▶ Provided material
╔══
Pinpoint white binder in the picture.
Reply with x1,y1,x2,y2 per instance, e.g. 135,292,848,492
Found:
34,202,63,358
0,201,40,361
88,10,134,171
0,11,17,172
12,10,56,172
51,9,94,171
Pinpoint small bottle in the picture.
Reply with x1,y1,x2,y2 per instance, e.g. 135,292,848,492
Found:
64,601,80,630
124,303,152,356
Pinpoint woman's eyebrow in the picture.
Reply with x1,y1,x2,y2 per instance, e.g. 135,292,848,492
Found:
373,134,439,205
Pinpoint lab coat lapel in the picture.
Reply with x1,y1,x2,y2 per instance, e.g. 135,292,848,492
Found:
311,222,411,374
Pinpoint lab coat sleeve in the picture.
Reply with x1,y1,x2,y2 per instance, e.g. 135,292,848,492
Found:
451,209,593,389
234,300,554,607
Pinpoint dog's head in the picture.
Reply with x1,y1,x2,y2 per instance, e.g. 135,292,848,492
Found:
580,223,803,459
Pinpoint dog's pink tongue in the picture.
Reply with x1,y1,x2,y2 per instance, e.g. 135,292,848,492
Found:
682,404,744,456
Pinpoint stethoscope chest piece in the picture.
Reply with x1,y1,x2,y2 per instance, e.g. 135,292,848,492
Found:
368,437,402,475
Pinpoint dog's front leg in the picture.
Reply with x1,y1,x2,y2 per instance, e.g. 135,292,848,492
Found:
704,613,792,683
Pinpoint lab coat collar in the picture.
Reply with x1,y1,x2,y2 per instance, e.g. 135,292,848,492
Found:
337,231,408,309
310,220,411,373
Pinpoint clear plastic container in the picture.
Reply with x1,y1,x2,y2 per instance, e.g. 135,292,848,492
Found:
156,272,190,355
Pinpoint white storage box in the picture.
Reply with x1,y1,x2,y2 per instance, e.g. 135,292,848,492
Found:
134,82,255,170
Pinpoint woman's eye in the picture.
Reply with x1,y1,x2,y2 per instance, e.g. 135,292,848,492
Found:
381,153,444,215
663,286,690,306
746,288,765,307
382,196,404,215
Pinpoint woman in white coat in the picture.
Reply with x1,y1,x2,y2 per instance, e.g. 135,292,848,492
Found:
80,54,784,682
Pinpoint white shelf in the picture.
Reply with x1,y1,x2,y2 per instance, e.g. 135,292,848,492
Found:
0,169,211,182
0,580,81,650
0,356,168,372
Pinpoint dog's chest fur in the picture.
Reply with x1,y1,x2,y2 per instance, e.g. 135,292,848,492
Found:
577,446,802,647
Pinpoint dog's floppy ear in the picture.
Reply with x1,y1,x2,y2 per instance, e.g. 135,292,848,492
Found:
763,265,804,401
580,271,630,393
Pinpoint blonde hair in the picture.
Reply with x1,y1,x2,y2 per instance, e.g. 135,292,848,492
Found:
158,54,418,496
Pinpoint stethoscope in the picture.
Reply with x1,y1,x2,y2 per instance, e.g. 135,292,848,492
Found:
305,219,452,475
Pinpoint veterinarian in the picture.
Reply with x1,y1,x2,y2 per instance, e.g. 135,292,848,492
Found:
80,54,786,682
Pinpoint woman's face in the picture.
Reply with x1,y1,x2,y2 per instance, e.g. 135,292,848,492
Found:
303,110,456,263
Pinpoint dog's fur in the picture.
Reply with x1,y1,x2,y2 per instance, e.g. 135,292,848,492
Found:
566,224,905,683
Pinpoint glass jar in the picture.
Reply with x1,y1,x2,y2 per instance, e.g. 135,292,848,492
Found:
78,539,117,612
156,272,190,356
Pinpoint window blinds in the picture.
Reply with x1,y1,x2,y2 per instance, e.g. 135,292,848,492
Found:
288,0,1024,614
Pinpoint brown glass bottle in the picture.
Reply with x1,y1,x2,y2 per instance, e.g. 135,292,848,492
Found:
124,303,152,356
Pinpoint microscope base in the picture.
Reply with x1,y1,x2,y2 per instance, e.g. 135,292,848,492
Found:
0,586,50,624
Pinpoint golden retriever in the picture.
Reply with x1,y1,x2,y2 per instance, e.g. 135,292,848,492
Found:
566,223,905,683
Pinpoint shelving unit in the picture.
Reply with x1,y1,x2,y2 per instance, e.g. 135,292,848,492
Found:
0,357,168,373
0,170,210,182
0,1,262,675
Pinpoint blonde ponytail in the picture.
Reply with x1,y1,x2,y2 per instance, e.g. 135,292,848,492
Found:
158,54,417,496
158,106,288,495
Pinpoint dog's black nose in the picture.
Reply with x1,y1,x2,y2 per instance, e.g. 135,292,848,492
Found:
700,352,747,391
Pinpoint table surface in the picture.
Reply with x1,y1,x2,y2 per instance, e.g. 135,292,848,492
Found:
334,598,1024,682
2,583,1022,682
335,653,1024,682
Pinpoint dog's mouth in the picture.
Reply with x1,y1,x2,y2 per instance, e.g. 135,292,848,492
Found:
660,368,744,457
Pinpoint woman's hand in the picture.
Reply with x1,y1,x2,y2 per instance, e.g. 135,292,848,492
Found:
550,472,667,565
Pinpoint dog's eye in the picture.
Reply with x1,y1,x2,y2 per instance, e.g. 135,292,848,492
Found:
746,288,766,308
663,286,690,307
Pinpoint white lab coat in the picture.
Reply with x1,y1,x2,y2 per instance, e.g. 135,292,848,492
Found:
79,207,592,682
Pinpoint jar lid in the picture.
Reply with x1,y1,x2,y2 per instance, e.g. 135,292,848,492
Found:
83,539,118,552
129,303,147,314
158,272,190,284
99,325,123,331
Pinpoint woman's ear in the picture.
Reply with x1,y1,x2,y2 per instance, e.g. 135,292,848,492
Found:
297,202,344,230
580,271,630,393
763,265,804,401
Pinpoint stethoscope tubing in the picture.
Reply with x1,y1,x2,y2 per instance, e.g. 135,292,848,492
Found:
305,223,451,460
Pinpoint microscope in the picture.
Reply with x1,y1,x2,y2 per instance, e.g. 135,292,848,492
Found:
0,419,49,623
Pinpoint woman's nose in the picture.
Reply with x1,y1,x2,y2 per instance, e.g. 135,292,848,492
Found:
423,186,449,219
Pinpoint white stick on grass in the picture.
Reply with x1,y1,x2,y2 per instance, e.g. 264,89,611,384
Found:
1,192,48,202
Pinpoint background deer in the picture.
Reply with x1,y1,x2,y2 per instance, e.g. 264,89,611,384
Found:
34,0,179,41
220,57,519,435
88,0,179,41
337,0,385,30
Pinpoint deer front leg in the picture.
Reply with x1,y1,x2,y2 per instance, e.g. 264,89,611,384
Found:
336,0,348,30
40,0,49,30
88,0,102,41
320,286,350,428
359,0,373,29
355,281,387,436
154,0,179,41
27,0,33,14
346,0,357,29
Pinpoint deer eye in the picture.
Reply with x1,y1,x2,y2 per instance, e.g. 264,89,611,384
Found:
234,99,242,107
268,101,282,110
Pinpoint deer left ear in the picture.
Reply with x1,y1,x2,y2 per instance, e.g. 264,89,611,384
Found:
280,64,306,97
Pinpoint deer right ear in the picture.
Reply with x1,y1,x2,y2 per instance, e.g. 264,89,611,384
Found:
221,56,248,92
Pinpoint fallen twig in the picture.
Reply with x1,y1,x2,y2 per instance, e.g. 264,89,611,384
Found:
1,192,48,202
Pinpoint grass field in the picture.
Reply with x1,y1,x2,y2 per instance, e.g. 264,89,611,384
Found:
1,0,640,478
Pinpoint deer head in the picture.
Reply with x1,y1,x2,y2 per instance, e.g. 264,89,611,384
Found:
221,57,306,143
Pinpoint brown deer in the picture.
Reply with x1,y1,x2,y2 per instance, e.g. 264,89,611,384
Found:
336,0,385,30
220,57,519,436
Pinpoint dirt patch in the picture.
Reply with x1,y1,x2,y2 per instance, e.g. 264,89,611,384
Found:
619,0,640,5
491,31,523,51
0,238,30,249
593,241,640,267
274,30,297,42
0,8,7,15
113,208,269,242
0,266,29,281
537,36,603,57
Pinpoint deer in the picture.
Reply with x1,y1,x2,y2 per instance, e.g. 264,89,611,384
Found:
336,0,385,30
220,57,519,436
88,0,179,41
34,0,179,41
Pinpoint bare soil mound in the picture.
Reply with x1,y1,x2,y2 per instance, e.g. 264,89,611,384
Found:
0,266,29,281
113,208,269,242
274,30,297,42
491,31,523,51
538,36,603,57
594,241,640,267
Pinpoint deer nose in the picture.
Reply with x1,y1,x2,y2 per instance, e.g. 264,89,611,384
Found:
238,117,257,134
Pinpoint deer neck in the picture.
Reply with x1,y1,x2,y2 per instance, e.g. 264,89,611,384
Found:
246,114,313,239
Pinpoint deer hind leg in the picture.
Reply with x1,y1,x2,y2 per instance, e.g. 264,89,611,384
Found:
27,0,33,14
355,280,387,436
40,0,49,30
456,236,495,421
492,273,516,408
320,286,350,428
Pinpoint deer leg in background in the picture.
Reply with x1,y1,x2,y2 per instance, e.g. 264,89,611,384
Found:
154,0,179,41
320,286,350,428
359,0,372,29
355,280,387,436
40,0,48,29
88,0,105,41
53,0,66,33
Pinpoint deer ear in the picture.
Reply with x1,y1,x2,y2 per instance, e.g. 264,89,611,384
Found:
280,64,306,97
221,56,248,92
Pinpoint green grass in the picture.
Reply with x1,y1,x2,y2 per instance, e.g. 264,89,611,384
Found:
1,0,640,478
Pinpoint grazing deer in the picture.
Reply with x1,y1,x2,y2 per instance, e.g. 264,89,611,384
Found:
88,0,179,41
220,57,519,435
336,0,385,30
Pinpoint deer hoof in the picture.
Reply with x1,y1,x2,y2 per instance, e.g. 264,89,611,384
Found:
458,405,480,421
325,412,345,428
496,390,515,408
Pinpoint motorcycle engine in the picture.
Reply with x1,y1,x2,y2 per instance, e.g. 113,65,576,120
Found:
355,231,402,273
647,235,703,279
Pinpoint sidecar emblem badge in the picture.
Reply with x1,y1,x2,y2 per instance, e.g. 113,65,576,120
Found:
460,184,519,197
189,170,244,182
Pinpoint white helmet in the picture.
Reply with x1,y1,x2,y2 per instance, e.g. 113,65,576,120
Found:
╚══
▶ Try it
Using the entries above, extract exactly the span from the line with "Pinpoint grazing deer in the picture." to the line with "Pinpoint white helmet in the picture.", both lines included; leave out everything else.

▶ Output for this exercise
Pinpoint grazing deer in the picture.
Reply with x1,y1,x2,y2 per instance, e.g. 264,89,611,384
Found:
88,0,179,41
220,57,519,435
336,0,385,30
Pinpoint deer hoof in the picture.
Reply with x1,y1,x2,y2 per instance, e.g. 264,89,611,384
Found:
458,405,480,421
325,412,345,428
496,390,515,408
Pinpoint motorcycle engine in the picture.
Reply with x1,y1,x2,y2 per instance, e.g. 113,65,576,120
Found:
355,231,402,273
647,235,703,279
Pinpoint sidecar emblem badge in the picture.
Reply with x1,y1,x2,y2 per instance, e.g. 113,65,576,120
Found:
460,184,519,197
189,170,244,182
Pinpoint white helmet in the picture.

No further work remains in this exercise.